WRITTEN PROBLEM:
Starting at the line that has "As a warehouse robot's perception module, locate yellow" and stopping after the line that has "997, 355, 1257, 734", write out only those lines again, substituting "gripper" for "arm" and leaving everything else unchanged.
=======
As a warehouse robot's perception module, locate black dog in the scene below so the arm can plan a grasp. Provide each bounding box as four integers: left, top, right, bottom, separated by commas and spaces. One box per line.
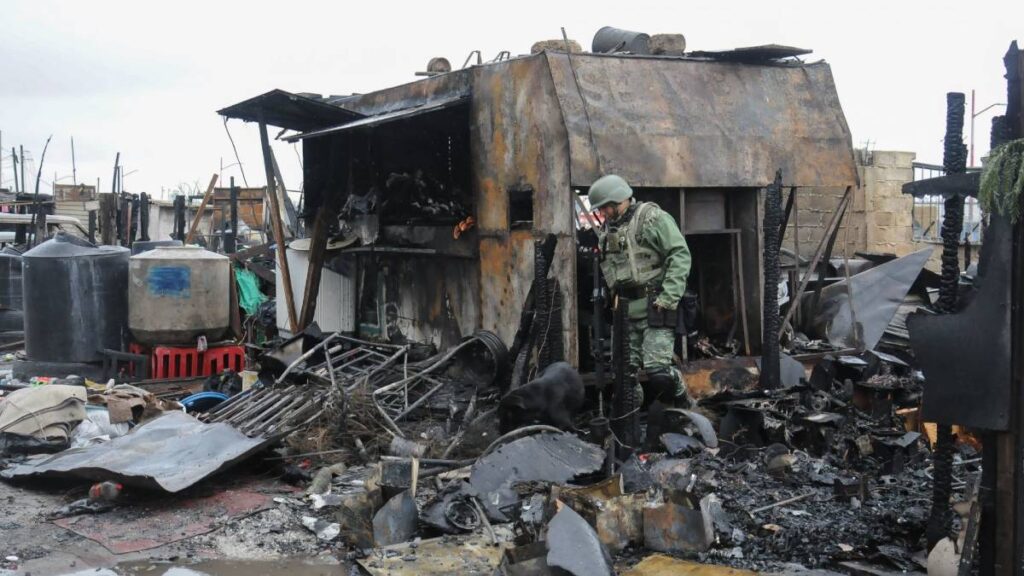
498, 362, 584, 434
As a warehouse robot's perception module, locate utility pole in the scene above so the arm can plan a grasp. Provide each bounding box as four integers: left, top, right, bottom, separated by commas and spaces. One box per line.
10, 147, 17, 194
971, 90, 1007, 168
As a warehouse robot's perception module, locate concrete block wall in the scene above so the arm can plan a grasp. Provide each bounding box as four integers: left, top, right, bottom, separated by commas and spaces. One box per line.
783, 150, 958, 272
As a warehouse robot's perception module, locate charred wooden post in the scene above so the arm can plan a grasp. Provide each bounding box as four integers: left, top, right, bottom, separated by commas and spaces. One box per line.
224, 176, 239, 253
299, 138, 351, 330
173, 195, 185, 238
761, 170, 782, 389
126, 195, 142, 248
98, 194, 118, 246
138, 192, 150, 242
611, 298, 640, 460
928, 88, 967, 549
259, 120, 299, 334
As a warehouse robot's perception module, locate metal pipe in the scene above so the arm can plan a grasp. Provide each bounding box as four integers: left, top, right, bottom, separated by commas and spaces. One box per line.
273, 330, 338, 385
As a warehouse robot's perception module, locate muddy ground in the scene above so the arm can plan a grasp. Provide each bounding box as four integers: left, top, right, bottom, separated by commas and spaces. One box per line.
0, 469, 350, 576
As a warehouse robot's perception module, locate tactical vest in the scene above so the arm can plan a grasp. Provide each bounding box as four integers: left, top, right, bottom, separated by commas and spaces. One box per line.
601, 202, 664, 290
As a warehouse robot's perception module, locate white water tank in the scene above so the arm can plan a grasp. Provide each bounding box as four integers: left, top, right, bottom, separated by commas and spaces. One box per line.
128, 246, 231, 345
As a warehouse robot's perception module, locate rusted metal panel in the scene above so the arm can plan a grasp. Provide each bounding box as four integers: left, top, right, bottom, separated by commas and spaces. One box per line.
284, 95, 469, 142
546, 53, 857, 188
328, 68, 480, 116
470, 57, 579, 365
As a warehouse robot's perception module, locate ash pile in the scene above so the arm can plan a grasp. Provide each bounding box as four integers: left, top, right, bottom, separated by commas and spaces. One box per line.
224, 325, 958, 574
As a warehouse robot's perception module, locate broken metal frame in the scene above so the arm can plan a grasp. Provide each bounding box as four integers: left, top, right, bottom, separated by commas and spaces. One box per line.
373, 336, 477, 436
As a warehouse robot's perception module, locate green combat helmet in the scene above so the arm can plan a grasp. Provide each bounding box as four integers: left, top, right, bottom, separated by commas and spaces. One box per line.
587, 174, 633, 210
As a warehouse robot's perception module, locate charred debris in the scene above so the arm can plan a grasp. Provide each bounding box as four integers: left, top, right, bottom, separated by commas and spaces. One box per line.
0, 29, 1024, 575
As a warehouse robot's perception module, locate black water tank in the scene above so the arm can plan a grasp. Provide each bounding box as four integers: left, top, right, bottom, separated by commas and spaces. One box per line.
591, 26, 650, 54
22, 233, 131, 363
0, 252, 22, 310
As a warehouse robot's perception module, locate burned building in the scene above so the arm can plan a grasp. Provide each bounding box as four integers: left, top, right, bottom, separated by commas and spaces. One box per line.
220, 50, 857, 365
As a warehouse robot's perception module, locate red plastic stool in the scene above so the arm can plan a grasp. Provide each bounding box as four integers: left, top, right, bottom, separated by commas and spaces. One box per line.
201, 346, 246, 376
153, 346, 203, 379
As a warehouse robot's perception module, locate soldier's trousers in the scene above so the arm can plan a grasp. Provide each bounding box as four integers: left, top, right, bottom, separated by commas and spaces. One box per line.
628, 318, 686, 397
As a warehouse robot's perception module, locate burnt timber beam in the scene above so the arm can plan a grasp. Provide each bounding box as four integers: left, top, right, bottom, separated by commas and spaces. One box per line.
184, 174, 217, 244
259, 115, 298, 334
299, 136, 352, 330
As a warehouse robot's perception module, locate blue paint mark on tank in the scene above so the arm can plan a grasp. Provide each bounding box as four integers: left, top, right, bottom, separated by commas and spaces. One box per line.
145, 266, 191, 299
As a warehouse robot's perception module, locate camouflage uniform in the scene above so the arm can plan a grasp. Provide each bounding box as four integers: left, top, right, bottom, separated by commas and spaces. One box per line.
600, 202, 690, 400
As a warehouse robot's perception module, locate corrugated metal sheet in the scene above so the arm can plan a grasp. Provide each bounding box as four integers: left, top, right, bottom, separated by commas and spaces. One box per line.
53, 200, 99, 238
275, 245, 356, 334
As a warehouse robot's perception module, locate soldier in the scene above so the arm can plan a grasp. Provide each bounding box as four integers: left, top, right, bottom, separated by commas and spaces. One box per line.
588, 174, 690, 409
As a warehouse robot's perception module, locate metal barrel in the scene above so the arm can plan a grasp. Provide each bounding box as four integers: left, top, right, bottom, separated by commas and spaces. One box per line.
591, 26, 650, 54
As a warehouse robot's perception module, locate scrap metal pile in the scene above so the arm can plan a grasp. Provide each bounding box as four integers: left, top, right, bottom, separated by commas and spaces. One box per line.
2, 315, 958, 576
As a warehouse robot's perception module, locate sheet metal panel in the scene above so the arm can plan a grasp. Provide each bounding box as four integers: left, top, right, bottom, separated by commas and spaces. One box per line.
217, 89, 360, 130
545, 53, 857, 188
470, 57, 578, 365
274, 248, 356, 334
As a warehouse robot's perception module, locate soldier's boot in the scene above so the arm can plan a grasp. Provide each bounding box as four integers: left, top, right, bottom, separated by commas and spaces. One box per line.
644, 368, 677, 451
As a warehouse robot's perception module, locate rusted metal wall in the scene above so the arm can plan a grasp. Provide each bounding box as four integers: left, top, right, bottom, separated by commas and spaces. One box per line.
546, 53, 857, 188
470, 56, 578, 365
360, 254, 481, 349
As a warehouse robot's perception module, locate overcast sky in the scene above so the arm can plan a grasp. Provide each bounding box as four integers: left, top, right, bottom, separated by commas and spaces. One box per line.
0, 0, 1024, 195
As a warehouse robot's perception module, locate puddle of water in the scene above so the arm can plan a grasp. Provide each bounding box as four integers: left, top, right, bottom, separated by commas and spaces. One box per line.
66, 560, 347, 576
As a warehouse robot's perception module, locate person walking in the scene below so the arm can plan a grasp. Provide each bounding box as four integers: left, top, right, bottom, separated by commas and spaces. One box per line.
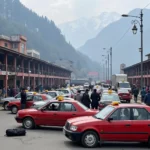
74, 90, 82, 102
81, 89, 91, 108
141, 87, 146, 102
133, 87, 139, 103
144, 90, 150, 106
21, 88, 27, 109
91, 89, 100, 109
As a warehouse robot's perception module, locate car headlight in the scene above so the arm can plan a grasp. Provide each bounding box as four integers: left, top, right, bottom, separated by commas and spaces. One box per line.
16, 113, 19, 117
70, 126, 78, 131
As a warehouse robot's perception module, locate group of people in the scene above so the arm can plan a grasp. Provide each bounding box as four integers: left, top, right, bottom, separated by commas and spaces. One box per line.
75, 89, 100, 109
132, 86, 150, 106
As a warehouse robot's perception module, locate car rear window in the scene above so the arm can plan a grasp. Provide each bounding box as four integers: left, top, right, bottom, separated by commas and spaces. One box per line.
101, 94, 120, 101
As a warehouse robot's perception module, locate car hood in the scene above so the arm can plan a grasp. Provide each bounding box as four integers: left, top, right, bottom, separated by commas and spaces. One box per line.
19, 108, 38, 113
2, 97, 16, 101
68, 116, 100, 125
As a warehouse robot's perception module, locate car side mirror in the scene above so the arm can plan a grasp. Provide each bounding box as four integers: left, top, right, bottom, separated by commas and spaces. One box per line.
107, 118, 113, 122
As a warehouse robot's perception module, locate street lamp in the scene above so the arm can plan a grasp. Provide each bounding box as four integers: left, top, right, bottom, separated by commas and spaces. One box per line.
122, 10, 143, 88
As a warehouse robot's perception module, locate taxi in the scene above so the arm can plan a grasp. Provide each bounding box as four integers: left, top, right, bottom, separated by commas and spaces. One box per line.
63, 102, 150, 148
99, 90, 121, 110
7, 92, 53, 114
15, 96, 98, 129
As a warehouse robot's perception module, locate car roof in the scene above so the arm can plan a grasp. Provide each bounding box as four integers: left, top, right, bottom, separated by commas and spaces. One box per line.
112, 103, 150, 110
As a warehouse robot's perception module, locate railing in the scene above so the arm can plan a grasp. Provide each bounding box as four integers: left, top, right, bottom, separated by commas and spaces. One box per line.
0, 64, 68, 77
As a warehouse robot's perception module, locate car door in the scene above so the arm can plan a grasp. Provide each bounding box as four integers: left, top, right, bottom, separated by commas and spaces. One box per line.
26, 95, 34, 108
53, 102, 79, 126
36, 102, 60, 126
131, 108, 150, 141
100, 108, 132, 141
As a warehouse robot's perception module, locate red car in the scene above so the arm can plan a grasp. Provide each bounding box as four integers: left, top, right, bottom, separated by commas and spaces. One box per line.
118, 89, 132, 103
16, 100, 98, 129
7, 94, 52, 114
63, 102, 150, 148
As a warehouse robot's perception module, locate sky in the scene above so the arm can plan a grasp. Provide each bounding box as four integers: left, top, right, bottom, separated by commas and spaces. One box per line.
20, 0, 150, 25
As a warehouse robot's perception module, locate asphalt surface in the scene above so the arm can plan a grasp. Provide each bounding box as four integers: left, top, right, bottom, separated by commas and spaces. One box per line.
0, 103, 148, 150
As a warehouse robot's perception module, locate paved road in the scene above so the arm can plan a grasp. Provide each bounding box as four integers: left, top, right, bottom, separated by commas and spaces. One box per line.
0, 108, 147, 150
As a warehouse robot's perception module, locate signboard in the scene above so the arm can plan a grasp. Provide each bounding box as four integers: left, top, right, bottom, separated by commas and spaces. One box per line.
88, 72, 99, 77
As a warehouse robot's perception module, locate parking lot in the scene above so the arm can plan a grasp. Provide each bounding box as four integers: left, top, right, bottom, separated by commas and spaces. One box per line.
0, 104, 147, 150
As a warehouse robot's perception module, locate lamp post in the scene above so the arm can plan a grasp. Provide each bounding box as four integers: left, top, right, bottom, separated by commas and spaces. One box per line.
122, 10, 143, 88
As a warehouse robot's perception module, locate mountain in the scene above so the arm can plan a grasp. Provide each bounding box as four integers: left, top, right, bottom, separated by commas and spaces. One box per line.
0, 0, 99, 77
79, 9, 150, 73
58, 12, 120, 48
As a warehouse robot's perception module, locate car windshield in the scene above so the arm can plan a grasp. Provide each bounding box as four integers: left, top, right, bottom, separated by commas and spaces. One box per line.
77, 102, 89, 110
101, 94, 120, 101
46, 95, 54, 100
94, 106, 115, 120
119, 83, 130, 88
61, 90, 69, 94
48, 92, 57, 98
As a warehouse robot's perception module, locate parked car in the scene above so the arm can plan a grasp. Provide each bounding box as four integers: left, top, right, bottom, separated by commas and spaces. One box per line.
63, 102, 150, 148
7, 94, 52, 114
0, 92, 35, 110
58, 88, 75, 98
99, 92, 121, 110
42, 91, 65, 98
118, 89, 132, 103
16, 100, 98, 129
31, 98, 74, 108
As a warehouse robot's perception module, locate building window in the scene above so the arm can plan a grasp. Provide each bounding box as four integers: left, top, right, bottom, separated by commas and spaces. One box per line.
4, 43, 8, 47
12, 43, 18, 49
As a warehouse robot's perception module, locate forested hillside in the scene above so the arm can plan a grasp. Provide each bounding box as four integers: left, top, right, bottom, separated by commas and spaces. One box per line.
0, 0, 99, 77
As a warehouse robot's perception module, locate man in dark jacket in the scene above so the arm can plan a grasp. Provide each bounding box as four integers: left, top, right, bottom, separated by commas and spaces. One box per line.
21, 88, 27, 109
91, 89, 100, 109
133, 87, 139, 103
81, 89, 91, 108
144, 90, 150, 106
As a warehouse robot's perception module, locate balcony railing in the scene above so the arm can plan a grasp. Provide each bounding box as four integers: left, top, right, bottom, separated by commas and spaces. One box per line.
0, 64, 68, 77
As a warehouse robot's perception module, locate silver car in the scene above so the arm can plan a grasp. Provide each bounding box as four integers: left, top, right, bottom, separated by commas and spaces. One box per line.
0, 92, 34, 110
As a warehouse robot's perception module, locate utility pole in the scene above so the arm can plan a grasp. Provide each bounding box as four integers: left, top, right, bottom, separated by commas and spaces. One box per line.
110, 47, 112, 81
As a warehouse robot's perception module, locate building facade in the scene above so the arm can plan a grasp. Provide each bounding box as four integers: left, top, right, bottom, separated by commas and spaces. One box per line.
0, 36, 71, 94
27, 49, 40, 59
124, 54, 150, 86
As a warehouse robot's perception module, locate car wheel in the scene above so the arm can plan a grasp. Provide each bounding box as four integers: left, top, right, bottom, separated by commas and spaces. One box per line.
3, 102, 8, 110
23, 117, 35, 129
11, 106, 18, 114
81, 131, 99, 148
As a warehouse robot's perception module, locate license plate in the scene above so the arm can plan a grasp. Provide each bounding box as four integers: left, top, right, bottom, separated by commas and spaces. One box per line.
63, 129, 66, 135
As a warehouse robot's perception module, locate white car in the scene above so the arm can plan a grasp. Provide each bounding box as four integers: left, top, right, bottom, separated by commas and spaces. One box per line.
58, 88, 75, 98
0, 92, 35, 110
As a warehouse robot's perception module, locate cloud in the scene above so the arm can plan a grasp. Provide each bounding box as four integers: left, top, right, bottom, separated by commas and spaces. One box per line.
20, 0, 150, 24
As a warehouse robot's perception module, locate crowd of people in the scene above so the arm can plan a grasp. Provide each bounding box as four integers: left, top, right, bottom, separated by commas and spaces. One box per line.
75, 89, 100, 109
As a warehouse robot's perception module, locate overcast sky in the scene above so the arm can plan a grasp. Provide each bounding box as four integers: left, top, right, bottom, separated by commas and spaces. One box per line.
20, 0, 150, 24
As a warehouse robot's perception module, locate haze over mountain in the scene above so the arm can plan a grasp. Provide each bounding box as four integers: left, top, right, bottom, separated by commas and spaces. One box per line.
0, 0, 99, 77
58, 12, 120, 48
79, 9, 150, 73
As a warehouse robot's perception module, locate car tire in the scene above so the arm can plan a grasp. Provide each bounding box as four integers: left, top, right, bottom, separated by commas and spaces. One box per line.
11, 106, 18, 114
22, 117, 35, 129
3, 102, 8, 110
81, 131, 99, 148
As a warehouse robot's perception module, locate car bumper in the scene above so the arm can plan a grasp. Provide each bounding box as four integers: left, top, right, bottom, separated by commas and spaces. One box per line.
63, 127, 82, 142
15, 117, 23, 123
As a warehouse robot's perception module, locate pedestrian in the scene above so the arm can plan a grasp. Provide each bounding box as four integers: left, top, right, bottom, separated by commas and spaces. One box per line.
21, 88, 27, 109
81, 89, 91, 108
74, 90, 82, 102
2, 87, 6, 98
144, 90, 150, 106
141, 87, 146, 102
133, 87, 139, 103
91, 89, 100, 109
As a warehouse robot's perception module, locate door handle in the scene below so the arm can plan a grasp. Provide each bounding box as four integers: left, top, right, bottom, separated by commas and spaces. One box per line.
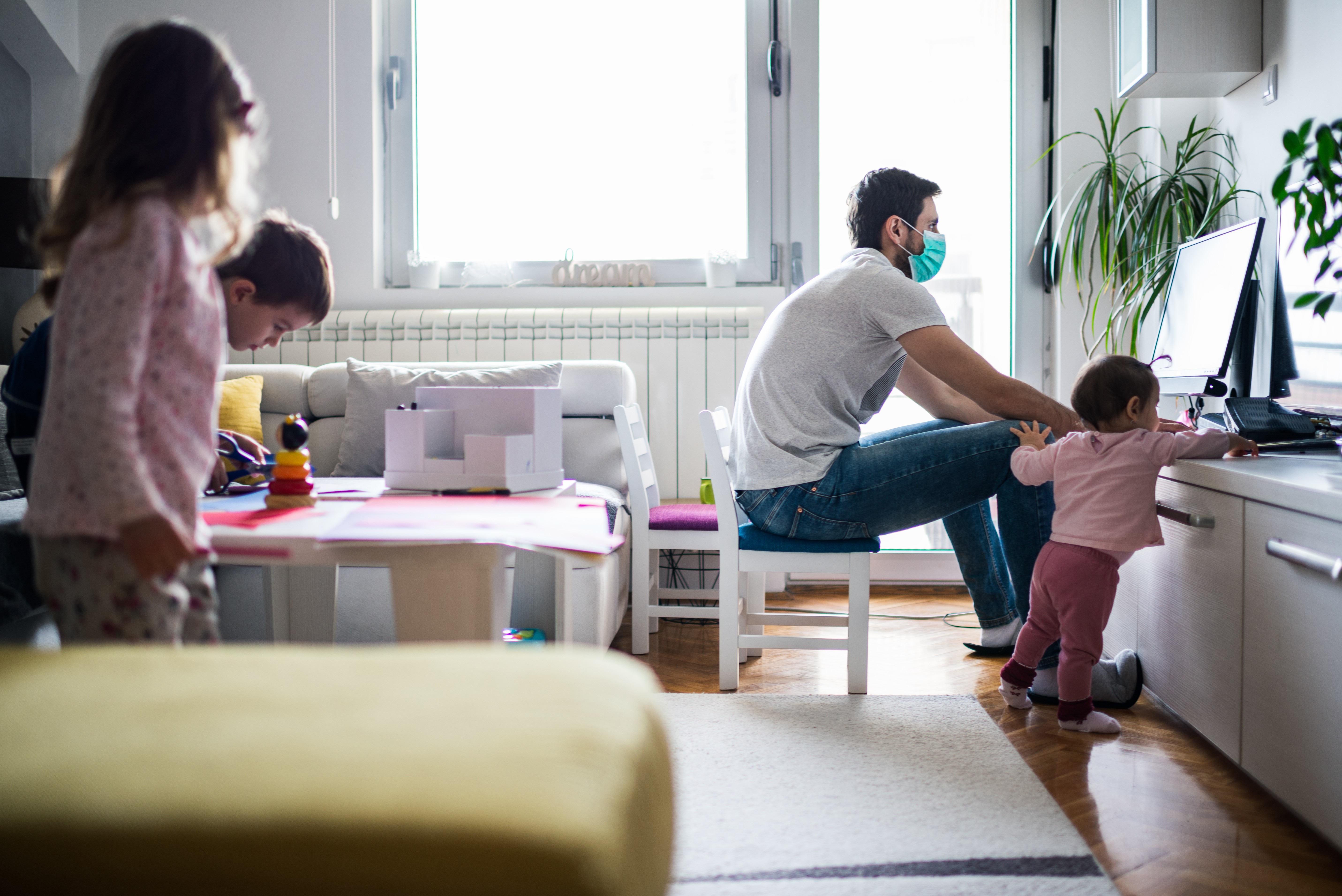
1267, 538, 1342, 582
1155, 502, 1216, 529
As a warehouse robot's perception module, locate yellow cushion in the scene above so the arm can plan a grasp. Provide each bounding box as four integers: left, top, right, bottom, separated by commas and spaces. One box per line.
0, 645, 671, 896
219, 374, 266, 441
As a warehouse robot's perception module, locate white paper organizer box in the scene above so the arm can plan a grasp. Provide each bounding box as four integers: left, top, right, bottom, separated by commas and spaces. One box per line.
384, 386, 564, 492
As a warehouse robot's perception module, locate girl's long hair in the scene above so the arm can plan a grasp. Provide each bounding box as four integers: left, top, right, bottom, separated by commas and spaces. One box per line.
34, 20, 260, 302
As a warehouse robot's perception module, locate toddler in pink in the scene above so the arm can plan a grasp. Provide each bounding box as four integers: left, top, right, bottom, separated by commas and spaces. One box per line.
997, 355, 1257, 734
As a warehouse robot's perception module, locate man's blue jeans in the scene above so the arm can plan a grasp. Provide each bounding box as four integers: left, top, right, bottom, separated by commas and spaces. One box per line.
737, 420, 1058, 668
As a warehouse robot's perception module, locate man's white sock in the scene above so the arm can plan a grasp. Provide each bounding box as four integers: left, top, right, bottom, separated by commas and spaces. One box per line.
1058, 710, 1123, 734
978, 616, 1024, 646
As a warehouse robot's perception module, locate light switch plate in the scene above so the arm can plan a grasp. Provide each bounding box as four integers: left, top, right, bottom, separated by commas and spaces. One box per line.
1263, 63, 1276, 106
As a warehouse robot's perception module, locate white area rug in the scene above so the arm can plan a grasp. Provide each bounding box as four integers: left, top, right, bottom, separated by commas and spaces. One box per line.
663, 693, 1116, 896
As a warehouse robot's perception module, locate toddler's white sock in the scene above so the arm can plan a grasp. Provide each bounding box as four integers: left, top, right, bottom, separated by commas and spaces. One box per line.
1058, 710, 1123, 734
997, 681, 1035, 710
978, 616, 1024, 646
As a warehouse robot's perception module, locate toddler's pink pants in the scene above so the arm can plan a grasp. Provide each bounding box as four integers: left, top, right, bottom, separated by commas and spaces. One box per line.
1012, 542, 1118, 703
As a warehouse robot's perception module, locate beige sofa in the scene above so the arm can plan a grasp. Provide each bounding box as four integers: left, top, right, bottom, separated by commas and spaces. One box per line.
220, 361, 635, 646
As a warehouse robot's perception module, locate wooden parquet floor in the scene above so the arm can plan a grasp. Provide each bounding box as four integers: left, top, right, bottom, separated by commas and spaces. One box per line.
615, 586, 1342, 896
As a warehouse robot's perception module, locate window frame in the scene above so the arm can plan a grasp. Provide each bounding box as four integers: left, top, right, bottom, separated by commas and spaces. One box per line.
378, 0, 786, 288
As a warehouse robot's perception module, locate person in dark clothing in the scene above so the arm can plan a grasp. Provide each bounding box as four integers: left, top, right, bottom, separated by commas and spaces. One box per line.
0, 318, 51, 491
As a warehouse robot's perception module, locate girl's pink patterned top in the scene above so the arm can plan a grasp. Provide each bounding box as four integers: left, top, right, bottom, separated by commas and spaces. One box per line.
24, 197, 224, 543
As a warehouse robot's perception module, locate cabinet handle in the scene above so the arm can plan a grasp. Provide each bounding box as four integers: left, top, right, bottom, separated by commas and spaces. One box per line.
1155, 502, 1216, 529
1267, 538, 1342, 582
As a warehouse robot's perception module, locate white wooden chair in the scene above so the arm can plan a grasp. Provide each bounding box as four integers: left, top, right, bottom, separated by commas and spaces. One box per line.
699, 408, 880, 693
615, 405, 724, 660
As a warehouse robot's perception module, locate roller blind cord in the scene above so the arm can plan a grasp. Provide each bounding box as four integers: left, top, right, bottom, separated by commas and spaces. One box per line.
326, 0, 339, 220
=======
EXERCISE RESULT:
As a warehouse robot's perception module, locate yellow cushion in the scene above so the gripper can plan a grasp. Provide each bounding box as four integers: left, top, right, bottom, separated by commas and spaces. One box per line.
0, 645, 671, 896
219, 374, 266, 441
As a warehouse robot's perception module, locate white paper organizer box in the scene above so the gripper can plan a grasp. Provide each bounding box as four integers: left, top, right, bottom, separated by commas and spaces. One box per line.
384, 386, 564, 492
As a warehouse robot's perception module, locate girl's long hair in the scene above so the gripper can plan a grasp. Provide each bounding box as four integers: left, top, right, bottom, separated by commas and spaces. One box per line.
34, 20, 260, 302
As a warehouse robot's perception module, locate toddler in pink in the scene above so the gripper can plan a grasp. Provide each bounding box as four integers: left, top, right, bottom, separated by commas and spaces. One box per line.
997, 355, 1257, 734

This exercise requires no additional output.